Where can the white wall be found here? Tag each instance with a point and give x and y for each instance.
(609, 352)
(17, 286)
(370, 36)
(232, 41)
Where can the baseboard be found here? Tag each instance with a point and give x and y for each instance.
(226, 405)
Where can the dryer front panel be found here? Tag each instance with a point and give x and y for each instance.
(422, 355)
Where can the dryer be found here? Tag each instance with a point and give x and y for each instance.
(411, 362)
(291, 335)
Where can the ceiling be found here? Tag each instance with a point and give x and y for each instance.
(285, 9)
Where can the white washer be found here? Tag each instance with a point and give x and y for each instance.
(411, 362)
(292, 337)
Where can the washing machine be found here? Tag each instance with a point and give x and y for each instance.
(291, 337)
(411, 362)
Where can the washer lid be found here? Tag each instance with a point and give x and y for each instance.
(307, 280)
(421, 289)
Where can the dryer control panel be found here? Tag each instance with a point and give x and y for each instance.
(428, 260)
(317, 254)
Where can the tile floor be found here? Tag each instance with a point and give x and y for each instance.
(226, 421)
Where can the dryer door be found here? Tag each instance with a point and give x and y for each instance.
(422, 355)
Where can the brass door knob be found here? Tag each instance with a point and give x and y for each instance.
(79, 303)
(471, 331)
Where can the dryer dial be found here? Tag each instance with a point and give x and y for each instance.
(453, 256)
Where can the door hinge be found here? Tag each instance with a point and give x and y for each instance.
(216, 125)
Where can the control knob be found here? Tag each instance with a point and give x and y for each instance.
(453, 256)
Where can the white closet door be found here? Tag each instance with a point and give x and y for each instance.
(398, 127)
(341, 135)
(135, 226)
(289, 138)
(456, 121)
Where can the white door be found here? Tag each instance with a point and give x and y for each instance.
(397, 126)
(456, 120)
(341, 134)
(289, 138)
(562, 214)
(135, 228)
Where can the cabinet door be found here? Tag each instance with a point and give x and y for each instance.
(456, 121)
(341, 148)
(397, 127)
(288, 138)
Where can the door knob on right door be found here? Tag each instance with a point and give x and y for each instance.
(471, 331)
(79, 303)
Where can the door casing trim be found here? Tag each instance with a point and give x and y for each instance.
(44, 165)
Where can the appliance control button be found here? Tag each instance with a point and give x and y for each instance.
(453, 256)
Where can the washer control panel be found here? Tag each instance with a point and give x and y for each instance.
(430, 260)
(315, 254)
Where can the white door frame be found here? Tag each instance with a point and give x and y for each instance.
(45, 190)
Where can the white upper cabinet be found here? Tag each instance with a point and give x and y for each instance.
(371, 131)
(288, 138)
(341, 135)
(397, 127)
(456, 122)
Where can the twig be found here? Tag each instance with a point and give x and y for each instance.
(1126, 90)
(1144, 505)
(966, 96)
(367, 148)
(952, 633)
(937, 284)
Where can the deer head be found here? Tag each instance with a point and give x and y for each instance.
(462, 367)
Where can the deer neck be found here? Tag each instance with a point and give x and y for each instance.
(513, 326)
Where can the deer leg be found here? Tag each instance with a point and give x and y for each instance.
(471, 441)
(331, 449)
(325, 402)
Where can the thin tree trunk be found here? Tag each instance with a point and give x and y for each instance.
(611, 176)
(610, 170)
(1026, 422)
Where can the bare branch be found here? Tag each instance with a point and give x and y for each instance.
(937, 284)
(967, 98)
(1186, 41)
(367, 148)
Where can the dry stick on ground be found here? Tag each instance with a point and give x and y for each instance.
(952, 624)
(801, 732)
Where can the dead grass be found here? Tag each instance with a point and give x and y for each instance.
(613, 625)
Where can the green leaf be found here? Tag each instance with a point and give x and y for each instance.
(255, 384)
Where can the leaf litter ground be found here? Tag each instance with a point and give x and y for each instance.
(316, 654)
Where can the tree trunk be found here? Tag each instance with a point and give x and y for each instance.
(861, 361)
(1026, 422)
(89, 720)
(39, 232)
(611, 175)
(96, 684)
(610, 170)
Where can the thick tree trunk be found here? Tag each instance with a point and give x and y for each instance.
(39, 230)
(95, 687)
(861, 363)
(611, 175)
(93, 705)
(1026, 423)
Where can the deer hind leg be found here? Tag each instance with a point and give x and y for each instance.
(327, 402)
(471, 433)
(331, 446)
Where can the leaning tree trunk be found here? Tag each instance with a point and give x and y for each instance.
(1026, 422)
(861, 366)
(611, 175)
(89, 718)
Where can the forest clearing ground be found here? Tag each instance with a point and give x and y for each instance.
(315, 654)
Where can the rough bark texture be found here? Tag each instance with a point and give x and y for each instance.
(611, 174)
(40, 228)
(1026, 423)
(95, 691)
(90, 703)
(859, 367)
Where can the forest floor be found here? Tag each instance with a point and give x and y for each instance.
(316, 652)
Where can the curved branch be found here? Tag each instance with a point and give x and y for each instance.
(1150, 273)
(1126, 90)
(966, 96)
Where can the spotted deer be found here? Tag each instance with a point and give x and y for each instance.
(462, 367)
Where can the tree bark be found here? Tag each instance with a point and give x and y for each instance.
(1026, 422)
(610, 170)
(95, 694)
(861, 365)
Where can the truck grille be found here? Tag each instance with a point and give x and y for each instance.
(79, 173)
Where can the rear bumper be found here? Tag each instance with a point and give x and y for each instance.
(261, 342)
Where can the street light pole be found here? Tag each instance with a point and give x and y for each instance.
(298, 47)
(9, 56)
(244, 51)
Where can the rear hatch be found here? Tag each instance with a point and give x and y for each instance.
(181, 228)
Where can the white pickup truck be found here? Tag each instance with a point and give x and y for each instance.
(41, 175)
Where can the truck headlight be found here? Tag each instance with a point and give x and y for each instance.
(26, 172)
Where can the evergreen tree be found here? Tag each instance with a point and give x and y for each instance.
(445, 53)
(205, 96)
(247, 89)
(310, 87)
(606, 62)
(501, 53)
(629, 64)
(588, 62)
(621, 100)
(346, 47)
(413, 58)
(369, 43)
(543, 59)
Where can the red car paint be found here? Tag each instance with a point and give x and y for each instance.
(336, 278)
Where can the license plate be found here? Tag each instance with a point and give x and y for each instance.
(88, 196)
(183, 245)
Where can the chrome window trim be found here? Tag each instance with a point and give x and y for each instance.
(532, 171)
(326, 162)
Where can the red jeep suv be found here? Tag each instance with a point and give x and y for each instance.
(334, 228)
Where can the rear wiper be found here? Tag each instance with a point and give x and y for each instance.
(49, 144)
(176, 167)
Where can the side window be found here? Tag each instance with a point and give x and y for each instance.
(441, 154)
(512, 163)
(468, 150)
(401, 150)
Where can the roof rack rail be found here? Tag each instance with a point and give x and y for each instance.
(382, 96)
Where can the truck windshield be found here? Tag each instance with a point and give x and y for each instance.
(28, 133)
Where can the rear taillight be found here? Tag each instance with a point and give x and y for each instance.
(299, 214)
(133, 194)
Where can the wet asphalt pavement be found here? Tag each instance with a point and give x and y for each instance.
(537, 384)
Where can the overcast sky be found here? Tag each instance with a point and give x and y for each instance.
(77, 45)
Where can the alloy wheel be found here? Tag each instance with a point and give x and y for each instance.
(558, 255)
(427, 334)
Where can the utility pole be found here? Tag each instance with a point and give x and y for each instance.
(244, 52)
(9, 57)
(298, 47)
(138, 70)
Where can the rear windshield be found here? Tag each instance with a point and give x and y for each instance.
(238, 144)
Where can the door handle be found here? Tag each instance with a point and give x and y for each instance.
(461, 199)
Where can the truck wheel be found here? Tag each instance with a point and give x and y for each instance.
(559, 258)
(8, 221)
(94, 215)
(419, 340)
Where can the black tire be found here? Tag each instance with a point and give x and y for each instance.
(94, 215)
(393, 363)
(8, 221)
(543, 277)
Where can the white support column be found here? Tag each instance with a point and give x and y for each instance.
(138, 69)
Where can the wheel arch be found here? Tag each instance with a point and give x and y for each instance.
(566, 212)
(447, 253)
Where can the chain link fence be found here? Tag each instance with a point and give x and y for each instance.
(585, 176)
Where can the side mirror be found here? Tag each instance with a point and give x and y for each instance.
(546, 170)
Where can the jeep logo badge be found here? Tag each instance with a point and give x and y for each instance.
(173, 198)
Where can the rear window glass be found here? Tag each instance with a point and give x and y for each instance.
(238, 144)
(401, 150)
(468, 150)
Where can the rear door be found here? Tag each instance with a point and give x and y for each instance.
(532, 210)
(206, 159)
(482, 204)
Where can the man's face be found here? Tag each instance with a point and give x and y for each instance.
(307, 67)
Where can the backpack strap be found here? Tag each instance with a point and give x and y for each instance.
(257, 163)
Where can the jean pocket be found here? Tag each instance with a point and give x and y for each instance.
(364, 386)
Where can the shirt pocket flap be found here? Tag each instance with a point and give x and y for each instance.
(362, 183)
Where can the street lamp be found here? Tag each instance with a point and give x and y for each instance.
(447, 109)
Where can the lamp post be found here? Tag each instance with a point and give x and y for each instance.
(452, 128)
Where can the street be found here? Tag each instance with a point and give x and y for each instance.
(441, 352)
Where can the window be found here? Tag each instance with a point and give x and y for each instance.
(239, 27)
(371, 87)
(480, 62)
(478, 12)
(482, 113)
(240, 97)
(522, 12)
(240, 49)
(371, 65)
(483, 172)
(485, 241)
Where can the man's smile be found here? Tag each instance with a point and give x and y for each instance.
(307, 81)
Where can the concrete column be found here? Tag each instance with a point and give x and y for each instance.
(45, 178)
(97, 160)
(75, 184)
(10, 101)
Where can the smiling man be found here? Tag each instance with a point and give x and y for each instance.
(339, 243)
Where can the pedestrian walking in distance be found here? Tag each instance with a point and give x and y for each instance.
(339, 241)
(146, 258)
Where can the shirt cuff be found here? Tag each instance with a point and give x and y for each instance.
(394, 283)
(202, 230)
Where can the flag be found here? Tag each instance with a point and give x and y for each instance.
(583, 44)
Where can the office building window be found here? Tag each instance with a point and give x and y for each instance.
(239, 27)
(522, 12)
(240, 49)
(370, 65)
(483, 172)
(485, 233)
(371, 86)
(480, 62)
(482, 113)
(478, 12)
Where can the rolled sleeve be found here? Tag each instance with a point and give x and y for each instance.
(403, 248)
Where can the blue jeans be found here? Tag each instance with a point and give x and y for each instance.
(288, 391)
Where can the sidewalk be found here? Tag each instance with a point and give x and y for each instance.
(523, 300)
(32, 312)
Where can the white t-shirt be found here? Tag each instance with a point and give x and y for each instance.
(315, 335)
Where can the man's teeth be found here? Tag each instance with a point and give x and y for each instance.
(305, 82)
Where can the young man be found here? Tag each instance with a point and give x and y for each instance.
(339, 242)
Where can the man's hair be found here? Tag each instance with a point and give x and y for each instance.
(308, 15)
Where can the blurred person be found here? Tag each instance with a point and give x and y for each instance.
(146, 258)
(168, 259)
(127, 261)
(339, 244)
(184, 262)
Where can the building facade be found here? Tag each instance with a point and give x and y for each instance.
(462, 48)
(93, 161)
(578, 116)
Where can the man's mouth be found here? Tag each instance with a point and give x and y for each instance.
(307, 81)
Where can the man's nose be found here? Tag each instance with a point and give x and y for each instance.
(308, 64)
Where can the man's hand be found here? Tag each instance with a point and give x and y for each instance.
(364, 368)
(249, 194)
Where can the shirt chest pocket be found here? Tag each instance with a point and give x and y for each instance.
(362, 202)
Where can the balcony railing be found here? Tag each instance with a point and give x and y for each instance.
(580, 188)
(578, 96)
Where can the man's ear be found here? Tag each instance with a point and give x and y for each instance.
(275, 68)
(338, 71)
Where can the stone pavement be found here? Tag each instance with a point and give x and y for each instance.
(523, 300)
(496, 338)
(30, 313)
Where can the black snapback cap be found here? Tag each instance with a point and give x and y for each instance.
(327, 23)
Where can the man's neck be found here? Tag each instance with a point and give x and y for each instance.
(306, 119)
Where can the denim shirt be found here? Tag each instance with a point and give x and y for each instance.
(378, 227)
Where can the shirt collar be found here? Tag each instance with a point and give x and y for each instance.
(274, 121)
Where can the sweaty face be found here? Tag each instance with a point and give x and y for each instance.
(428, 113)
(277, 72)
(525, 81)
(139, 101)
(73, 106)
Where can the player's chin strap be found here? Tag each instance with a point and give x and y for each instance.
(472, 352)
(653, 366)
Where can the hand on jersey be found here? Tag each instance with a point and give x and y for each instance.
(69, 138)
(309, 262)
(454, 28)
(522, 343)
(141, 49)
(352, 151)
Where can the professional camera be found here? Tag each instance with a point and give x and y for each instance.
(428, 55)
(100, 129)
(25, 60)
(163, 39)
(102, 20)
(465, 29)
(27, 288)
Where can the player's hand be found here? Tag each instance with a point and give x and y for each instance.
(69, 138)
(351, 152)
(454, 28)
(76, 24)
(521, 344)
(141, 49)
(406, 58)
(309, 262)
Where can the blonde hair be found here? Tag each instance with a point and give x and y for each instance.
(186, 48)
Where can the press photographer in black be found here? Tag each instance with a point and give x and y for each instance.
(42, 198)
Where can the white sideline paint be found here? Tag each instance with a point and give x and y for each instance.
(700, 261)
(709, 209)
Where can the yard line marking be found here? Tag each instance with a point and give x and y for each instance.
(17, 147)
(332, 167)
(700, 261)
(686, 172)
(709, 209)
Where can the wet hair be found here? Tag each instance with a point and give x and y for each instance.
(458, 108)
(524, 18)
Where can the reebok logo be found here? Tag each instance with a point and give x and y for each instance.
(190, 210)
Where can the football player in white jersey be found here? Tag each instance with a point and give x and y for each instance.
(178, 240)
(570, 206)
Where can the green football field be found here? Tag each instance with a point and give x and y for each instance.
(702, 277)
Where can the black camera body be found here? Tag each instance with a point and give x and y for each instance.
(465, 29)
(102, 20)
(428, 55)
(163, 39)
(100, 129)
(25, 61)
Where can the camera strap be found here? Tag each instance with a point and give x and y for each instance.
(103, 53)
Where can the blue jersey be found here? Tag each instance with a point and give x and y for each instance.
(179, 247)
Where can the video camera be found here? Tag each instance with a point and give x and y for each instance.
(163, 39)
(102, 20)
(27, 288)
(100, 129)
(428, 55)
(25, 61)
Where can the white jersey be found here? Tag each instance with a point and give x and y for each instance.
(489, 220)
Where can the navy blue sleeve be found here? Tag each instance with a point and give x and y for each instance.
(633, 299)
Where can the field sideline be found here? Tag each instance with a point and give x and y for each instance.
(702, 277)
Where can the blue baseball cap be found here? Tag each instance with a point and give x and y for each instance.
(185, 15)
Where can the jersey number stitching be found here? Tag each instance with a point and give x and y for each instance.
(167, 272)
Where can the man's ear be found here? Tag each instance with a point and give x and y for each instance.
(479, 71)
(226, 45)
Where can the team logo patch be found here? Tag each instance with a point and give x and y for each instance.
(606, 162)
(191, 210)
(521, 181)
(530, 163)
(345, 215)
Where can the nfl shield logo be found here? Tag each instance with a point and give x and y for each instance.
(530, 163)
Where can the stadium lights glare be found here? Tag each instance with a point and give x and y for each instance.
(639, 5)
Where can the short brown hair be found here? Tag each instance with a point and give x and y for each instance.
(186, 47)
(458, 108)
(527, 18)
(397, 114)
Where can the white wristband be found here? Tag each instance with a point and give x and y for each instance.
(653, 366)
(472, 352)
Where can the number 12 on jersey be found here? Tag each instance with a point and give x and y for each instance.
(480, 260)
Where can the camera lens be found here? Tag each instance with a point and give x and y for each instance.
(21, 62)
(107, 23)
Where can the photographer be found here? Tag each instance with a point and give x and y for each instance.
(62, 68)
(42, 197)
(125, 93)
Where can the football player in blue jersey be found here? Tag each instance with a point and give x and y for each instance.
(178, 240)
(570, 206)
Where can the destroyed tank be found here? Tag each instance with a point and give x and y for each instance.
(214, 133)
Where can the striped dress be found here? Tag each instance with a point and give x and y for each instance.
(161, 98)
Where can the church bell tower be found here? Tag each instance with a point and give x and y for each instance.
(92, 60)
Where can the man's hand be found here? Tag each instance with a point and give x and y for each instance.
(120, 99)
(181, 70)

#### Instructions to follow:
Put the lines from the one containing "Where can the white wristband" through the end of the items, both ends included, into a numbered list, leaving out any blank lines.

#### Response to the task:
1. Where can the white wristband be found here? Tag each instance with a point and give x and y for each instance.
2. (653, 366)
3. (472, 352)
4. Where can the number 12 on jersey be found here? Tag each instance with a point and give x and y for each instance.
5. (480, 260)
6. Where can the camera lens be found here? Tag each instance with a point and give x and y for each instance.
7. (21, 62)
8. (107, 23)
9. Where can the photographer be found here? Tag each instance with a point and give x and y for each instance.
10. (62, 68)
11. (42, 197)
12. (125, 93)
13. Where can the football player in blue jersey be found here? Tag each instance with a point and give x and y for each instance.
14. (178, 240)
15. (570, 206)
16. Where can the destroyed tank be found here? Tag each instance with a point and give x and y for each instance.
17. (214, 133)
18. Where can the striped dress be found here? Tag each instance with a point and give x and y for each instance.
19. (161, 98)
20. Where can the church bell tower be found here? Tag each instance with a point and give x and y for each instance.
21. (92, 60)
22. Where can the man's hand be found here? Tag each instance with a point and give x and y for each instance.
23. (120, 99)
24. (181, 70)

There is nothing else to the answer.